▸ **Collection entries**:
• • •
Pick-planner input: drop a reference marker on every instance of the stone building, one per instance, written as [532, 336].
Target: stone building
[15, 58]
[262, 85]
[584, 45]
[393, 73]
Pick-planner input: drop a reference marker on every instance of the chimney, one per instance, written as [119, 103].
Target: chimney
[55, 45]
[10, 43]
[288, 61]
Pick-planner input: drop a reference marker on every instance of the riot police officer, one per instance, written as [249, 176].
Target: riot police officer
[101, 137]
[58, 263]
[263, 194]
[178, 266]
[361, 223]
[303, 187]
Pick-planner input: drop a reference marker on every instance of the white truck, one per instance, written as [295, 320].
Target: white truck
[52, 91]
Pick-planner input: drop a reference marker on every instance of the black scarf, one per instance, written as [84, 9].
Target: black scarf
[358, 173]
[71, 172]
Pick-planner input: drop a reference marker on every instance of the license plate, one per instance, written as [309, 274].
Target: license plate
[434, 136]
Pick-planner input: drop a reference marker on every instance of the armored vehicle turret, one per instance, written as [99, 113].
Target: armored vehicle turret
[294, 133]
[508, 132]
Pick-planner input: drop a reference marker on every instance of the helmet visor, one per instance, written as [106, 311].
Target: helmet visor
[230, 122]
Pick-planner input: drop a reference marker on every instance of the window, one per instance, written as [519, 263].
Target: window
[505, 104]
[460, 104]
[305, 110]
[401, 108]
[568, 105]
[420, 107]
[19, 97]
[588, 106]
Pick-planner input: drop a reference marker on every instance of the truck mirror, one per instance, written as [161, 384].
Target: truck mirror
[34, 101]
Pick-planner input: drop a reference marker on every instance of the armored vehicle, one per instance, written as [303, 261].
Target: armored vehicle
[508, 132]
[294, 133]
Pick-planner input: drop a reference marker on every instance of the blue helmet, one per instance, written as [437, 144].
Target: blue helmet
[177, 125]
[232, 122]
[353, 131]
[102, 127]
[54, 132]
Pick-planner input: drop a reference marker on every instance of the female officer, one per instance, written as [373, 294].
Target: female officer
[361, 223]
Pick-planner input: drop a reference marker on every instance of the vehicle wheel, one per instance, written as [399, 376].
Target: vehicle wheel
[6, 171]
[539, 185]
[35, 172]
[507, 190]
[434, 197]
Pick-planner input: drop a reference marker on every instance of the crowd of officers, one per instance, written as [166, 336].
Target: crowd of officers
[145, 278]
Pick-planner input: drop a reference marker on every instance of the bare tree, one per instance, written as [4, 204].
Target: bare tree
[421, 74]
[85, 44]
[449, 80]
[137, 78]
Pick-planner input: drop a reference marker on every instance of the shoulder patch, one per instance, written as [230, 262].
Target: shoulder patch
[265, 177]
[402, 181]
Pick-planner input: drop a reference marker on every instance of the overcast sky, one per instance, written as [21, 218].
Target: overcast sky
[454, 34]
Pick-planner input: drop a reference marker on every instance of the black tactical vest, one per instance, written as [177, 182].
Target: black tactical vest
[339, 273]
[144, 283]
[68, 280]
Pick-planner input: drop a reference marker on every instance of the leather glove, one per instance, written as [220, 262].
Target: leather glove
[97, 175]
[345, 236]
• • •
Give all of the lines above as a Markdown table with the columns Row and Line, numbering each row and leaving out blank lines.

▸ **Full answer**:
| Row | Line |
|---|---|
| 1 | Pick-planner input: drop a reference marker on every instance of the stone building, one per instance, written as [532, 336]. |
| 2 | Target: stone building |
| 3 | [15, 58] |
| 4 | [262, 85] |
| 5 | [584, 45] |
| 6 | [393, 73] |
| 7 | Pick-planner input: drop a reference marker on every instance of the chimney, one per instance, written as [119, 103]. |
| 8 | Target: chimney |
| 9 | [55, 45] |
| 10 | [10, 43] |
| 11 | [288, 61] |
| 12 | Pick-planner input: drop a reference marker on every instance of the riot police officer, one per instance, written as [249, 176]. |
| 13 | Target: riot police officer |
| 14 | [101, 137] |
| 15 | [58, 263] |
| 16 | [263, 194] |
| 17 | [178, 266] |
| 18 | [361, 223] |
| 19 | [303, 187] |
| 20 | Pick-planner input: drop a reference marker on every instance of the white truck, one per instance, written as [295, 320]. |
| 21 | Target: white truck |
| 22 | [52, 91] |
| 23 | Pick-planner input: drop a reference marker on every instance of the black scarf, one per instance, written as [84, 9]. |
| 24 | Target: black scarf |
| 25 | [358, 173] |
| 26 | [71, 172] |
| 27 | Pick-planner input: drop a reference marker on every instance of the license plate, one per instance, written as [309, 274]. |
| 28 | Target: license plate |
| 29 | [434, 136] |
| 30 | Pick-planner input: drop a reference marker on every instance of the armored vehicle turret, one per instance, written as [99, 113]. |
| 31 | Target: armored vehicle turret |
| 32 | [294, 133] |
| 33 | [508, 132] |
| 34 | Pick-planner input: drop a reference marker on every instance of the helmet visor, one per instance, written as [106, 311]. |
| 35 | Target: helmet visor |
| 36 | [230, 122] |
| 37 | Pick-planner input: drop a reference marker on every instance of the window, one per instance, written as [519, 263]. |
| 38 | Target: window |
| 39 | [505, 104] |
| 40 | [460, 104] |
| 41 | [305, 110] |
| 42 | [401, 108] |
| 43 | [568, 105] |
| 44 | [420, 107] |
| 45 | [19, 97] |
| 46 | [588, 106] |
| 47 | Pick-planner input: drop a reference marker on every instance of the truck mirror, one per instance, written as [161, 384]. |
| 48 | Target: truck mirror |
| 49 | [34, 101] |
| 50 | Pick-planner input: drop a reference marker on every instance of the armored vehicle, one per instance, written as [303, 261]. |
| 51 | Target: armored vehicle |
| 52 | [508, 132] |
| 53 | [294, 133] |
| 54 | Pick-planner input: drop a reference marker on every instance of the blue helmet, one per instance, written as [437, 144]. |
| 55 | Target: blue helmet |
| 56 | [177, 125] |
| 57 | [232, 122] |
| 58 | [353, 131] |
| 59 | [102, 127] |
| 60 | [54, 132] |
| 61 | Pick-planner input: drop a reference marker on every instance of the female officer, one per instance, written as [373, 294]. |
| 62 | Target: female officer |
| 63 | [361, 223] |
| 64 | Pick-planner input: drop a reference marker on every instance of the vehicle wheel, one per instance, written as [399, 376]. |
| 65 | Target: vehicle wheel |
| 66 | [6, 171] |
| 67 | [539, 185] |
| 68 | [35, 172] |
| 69 | [507, 190] |
| 70 | [434, 197] |
| 71 | Pick-planner input: drop a reference marker on every instance of the crowd of officers, one per instance, written as [166, 336]. |
| 72 | Target: crowd of officers |
| 73 | [145, 278] |
| 74 | Pick-planner input: drop a reference marker on every instance of the bare tree, one per instance, written as [4, 204]. |
| 75 | Target: bare tree |
| 76 | [421, 74] |
| 77 | [85, 44] |
| 78 | [449, 80] |
| 79 | [137, 78] |
| 80 | Pick-planner input: drop a reference marker on every instance of the shoulder patch, one per instance, written as [230, 262]. |
| 81 | Target: shoulder patch |
| 82 | [265, 177] |
| 83 | [402, 181] |
| 84 | Pick-planner input: drop a reference marker on every instance of the overcast sky, one per instance, written as [21, 218]. |
| 85 | Target: overcast sky |
| 86 | [454, 34] |
| 87 | Pick-planner input: drop a reference marker on every instance of the black tactical vest, one per instance, written as [177, 182]. |
| 88 | Target: black tactical vest |
| 89 | [339, 273] |
| 90 | [144, 283] |
| 91 | [68, 280] |
| 92 | Pick-planner input: drop a reference marker on every instance of the leather glove, one per instance, written as [220, 262]. |
| 93 | Target: leather glove |
| 94 | [97, 175] |
| 95 | [345, 236] |